=== ページ抜粋 ===
>>>

インベスター・リレーションズの現状と問題点
 インベスター・リレーションズを実施している企業が抱えている課題の多くが、インベスター・リレーションズの目標をどこに置くのかという点と、誰に対して情報を発信するのかという点である。
 目標とターゲットが不明確な状況において、効果的なインベスター・リレーションズの展開は望めない。
 インベスター・リレーションズは証券アナリスト向けの活動が主であり、個人投資家や取引先、従業員といったその他の利害関係者に対してどのような関係を築き、どのような情報をどのような方法で提供すべきかについて明快な答えを見出している企業は少ないと思われる。
 このようなインベスター・リレーションズを取り巻く現状は、以下の四つの問題点に起因するのもであると考える。

1.体制
 まず第一に、インベスター・リレーションズを実施する企業側の体制に問題がある。
 一般的に、インベスター・リレーションズ業務は広報や財務出身の数名の担当者に一任されている場合が多い。
 これでは、十分なインベスター・リレーションズ活動を展開することは不可能であり、企業として重要な利害関係者に対して十分な対応を行うことは難しい。
 結果的に、必要最低限の活動として証券アナリスト対策だけが実施される傾向にある。
 インベスター・リレーションズは全社的として取り組み、全社員が意識しなければならない重要経営課題である。
 本来的な在り方としては、ターゲットごとに主担当者を持つIR部門を設けるとともに、IR部門に必要な情報が社内全部門から吸い上がり、IR部門が受け取った外部からの質問などのアプローチが関係部門に連携される社内体制が存在しなければならないはずである。
 少なくとも、IR部門だけに任せて他部門は無関係という現状を打破する必要があると思われる。
2.提供情報不足
 第二に、提供情報の不足があげられる。
 インベスター・リレーションズの実施においては、質量とも充実した情報をタイムリーに発信することが望まれるが、実際には法定財務諸表を中心に新製品開発状況などを発信している企業が多い。
 また、ホームページでの発信では短信、ニュースリリース、アニュアルレポートなどの印刷物を貼り付けているだけの企業が多く、インターネットの双方向性、リアルタイム性などの媒体特徴を生かした情報発信ができているとは言い難い。

<<<

=== 練習問題 ===
1. IRの文章のうち、「第二に、提供情報の不足があげられる。」で始まる段落を、おもな事実を残したまま短い箇条書きにまとめてください。
2. IRの文章から、「目標とターゲットが不明確な状」で始まり「に一任されている場合が多い。」で終わる部分を、そのまま書き出してください。

=== 与えられた資料 ===

>>>

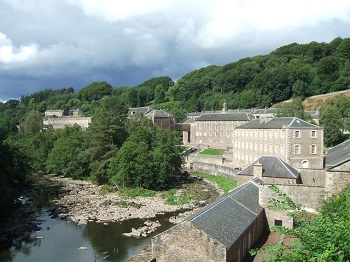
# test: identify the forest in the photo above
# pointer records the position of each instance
(132, 152)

<<<

=== 解答 ===
1.
- IRに関する課題の二つ目は、提供される情報が足りないことである。
- IRでは、質と量の両方が充実した情報をタイムリーに出すことが望まれる。
- 実際には、法定財務諸表を中心に、新製品の開発状況などを出している企業が多い。
- ホームページでは、短信、ニュースリリース、アニュアルレポートなどの印刷物を貼り付けているだけの企業が多い。
- インターネットの双方向性やリアルタイム性といった特徴を生かした情報発信ができているとは言いにくい。

2.
目標とターゲットが不明確な状況において、効果的なインベスター・リレーションズの展開は望めない。
 インベスター・リレーションズは証券アナリスト向けの活動が主であり、個人投資家や取引先、従業員といったその他の利害関係者に対してどのような関係を築き、どのような情報をどのような方法で提供すべきかについて明快な答えを見出している企業は少ないと思われる。
 このようなインベスター・リレーションズを取り巻く現状は、以下の四つの問題点に起因するのもであると考える。

1.体制
 まず第一に、インベスター・リレーションズを実施する企業側の体制に問題がある。
 一般的に、インベスター・リレーションズ業務は広報や財務出身の数名の担当者に一任されている場合が多い。